▶ YOUR OBJECTIVE
Retype the records below exactly. Leave nothing out.

▶ DATA SECTION
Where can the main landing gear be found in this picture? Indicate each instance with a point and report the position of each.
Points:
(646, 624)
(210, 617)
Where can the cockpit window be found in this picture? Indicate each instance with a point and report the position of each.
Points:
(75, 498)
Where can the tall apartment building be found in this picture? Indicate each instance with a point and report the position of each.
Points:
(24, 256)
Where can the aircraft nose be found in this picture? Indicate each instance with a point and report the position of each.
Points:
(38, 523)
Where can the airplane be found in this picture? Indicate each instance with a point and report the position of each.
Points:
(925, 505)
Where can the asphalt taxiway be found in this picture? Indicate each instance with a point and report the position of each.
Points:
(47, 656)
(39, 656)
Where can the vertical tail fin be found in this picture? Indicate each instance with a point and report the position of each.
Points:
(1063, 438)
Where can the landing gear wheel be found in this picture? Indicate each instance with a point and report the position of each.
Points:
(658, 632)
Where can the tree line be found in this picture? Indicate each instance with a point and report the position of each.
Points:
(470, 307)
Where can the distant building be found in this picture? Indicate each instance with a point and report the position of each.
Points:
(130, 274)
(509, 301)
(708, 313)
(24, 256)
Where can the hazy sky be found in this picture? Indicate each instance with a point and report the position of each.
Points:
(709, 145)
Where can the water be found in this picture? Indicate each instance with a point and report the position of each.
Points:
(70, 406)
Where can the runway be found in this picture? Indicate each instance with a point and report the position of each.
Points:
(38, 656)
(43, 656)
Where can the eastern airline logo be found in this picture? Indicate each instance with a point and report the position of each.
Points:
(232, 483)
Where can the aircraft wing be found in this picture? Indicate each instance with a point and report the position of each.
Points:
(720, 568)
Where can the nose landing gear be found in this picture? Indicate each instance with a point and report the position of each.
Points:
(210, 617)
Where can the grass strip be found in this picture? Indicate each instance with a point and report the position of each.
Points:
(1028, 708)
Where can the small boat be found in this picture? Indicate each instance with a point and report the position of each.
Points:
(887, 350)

▶ TASK SOLUTION
Where can the main landing gear be found in this picture? Indicate each instance with a point and report the position of each.
Points:
(646, 624)
(210, 617)
Where can the cockpit window be found in this picture? Indicate each instance with a point and report the position of each.
Points:
(75, 498)
Where can the tall apartment building be found in this picture? Indicate each instance with a point and report the position of each.
Points:
(24, 256)
Where can the aircraft nose be found in this picture? Indicate each instance with a point and report the position of each.
Points:
(38, 523)
Where can the airplane be found in this picture? Indicate each instance with a point and report the position of each.
Points:
(925, 505)
Where can the asphalt taxiway be found in this picture? Indicate each instance with a point and report the position of each.
Points:
(47, 656)
(39, 656)
Where can the vertical tail fin be found in this picture? Indicate each instance with a point and report the position of each.
Points:
(1063, 438)
Where can the landing gear wheel be found in this picture? Indicate each instance with a point and report the position of each.
Points:
(658, 632)
Where can the tree line be found in this picture? Indicate each instance with a point and report the position of each.
Points:
(470, 307)
Where can the distant building be found in this picture? Indicate each instance with a point and report the position of each.
Points:
(130, 274)
(509, 301)
(708, 313)
(24, 256)
Where can the hazy sky be found in this picture? Indicate each instance with a point and report the position of each.
Points:
(709, 145)
Where can the water be found in this picture? Indicate each instance with a point and report the position of each.
Points:
(70, 406)
Where can the runway be found in this picture? Indicate each instance with a point and report the position of each.
Points:
(38, 656)
(43, 656)
Where can the eastern airline logo be found in this picture? Indicate each instance with a point and report the position of each.
Points:
(232, 483)
Where can the aircraft wing be found in this picture? Indicate each instance with a point and report the position of each.
Points:
(720, 568)
Where can the nose landing gear be found in this picture? Indicate each instance with a point and report the position of each.
Points:
(210, 617)
Where can the grass strip be found in this picture? Indicate each instance with a point and report the position of each.
Points:
(1028, 708)
Where can the small boat be found in this picture? Indicate each instance with a point and report the position of each.
Points:
(887, 350)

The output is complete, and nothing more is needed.